Meet Me in Gaza Page 10
In the late afternoon I follow Samer to one last house, where the front door has been torn from its hinges. His mobile rings and he pauses on the step outside. I step inside, to see if anyone is around. I call out and for a moment it seems there is no one and I am alone in this dark, cavernous hallway with debris scattered all around. But suddenly a group of a dozen women and girls appear. They make straight for me and demand to know if I speak Arabic.
‘Er, yes,’ I say.
They grasp my arms and march me along a dark passageway into a bare room with no windows. They shut the door, surround me, take my hands and begin to talk. Two or three of them wipe away salty tears, dirt streaking their faces as they gesture violently with wet fingers. Their voices are loud and shrill and I can catch only a little of what’s being said because they are all speaking at the same time, demanding my attention. I am too drained to make much sense of it all, but realise this doesn’t matter. They want to blurt out what has just happened to them and I simply need to listen. I do my best as we stand there pressed close together in this bare cell of a room until finally their anxious, quavering voices start to die down.
During Operation Winter Heat, the Israeli military killed 110 Gazans, almost half of them civilians, including 26 children. Gazan fighters launched some 200 rockets and mortars towards Israel during the operation. Some of them landed inside Israel, many fell to ground inside Gaza, and the fighters vowed to continue.

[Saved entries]
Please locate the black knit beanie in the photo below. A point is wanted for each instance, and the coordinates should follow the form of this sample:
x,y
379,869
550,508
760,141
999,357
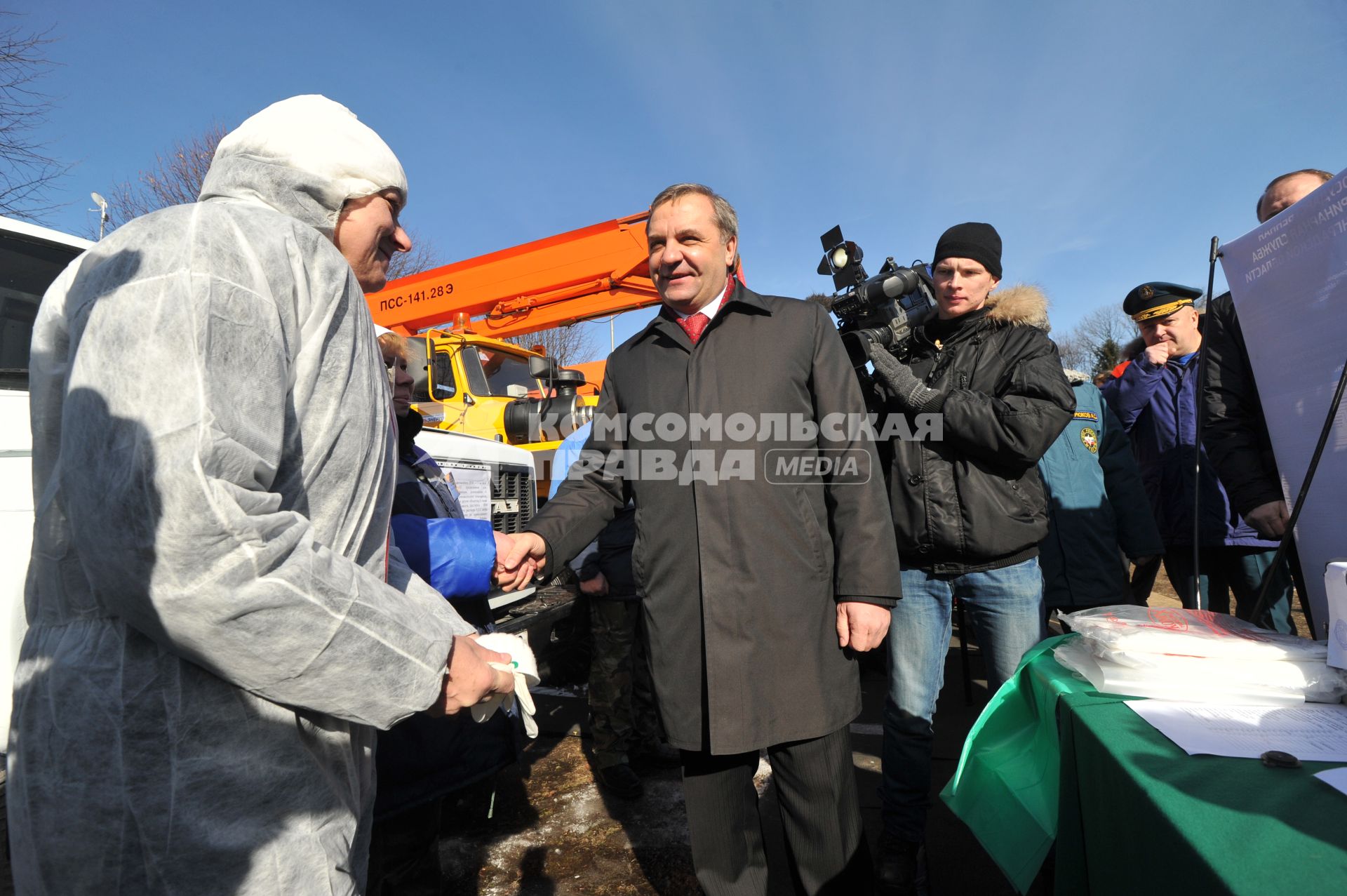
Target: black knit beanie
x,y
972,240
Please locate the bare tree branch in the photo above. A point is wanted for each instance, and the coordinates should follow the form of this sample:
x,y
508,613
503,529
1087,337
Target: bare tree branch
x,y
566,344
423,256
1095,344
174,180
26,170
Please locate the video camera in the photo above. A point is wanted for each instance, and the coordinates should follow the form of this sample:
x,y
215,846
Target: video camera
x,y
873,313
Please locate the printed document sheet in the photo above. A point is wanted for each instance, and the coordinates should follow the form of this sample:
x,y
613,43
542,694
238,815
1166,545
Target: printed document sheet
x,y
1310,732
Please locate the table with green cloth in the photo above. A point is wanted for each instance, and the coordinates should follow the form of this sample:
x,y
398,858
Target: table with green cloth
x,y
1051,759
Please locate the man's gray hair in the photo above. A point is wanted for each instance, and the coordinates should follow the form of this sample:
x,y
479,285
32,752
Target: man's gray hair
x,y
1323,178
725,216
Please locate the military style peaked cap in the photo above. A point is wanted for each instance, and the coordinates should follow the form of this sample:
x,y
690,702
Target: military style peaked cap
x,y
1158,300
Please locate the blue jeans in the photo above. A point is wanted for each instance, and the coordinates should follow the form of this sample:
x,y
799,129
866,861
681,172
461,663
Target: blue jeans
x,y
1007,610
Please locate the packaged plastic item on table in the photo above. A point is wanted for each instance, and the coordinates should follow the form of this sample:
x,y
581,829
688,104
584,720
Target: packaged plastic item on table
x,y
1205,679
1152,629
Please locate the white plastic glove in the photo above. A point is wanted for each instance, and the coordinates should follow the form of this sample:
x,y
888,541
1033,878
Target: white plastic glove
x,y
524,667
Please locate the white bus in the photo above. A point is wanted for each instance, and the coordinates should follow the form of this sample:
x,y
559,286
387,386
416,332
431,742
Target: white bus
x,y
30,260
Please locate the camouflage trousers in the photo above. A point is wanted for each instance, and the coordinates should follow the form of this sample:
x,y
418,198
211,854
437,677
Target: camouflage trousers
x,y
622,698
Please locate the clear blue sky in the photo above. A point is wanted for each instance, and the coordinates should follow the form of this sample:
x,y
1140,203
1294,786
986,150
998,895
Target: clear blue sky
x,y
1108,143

> **Aim of the exercise**
Reproduce the Gaza passage word for word, from "They grasp my" to "to die down.".

> **Response to the exercise**
They grasp my arms and march me along a dark passageway into a bare room with no windows. They shut the door, surround me, take my hands and begin to talk. Two or three of them wipe away salty tears, dirt streaking their faces as they gesture violently with wet fingers. Their voices are loud and shrill and I can catch only a little of what’s being said because they are all speaking at the same time, demanding my attention. I am too drained to make much sense of it all, but realise this doesn’t matter. They want to blurt out what has just happened to them and I simply need to listen. I do my best as we stand there pressed close together in this bare cell of a room until finally their anxious, quavering voices start to die down.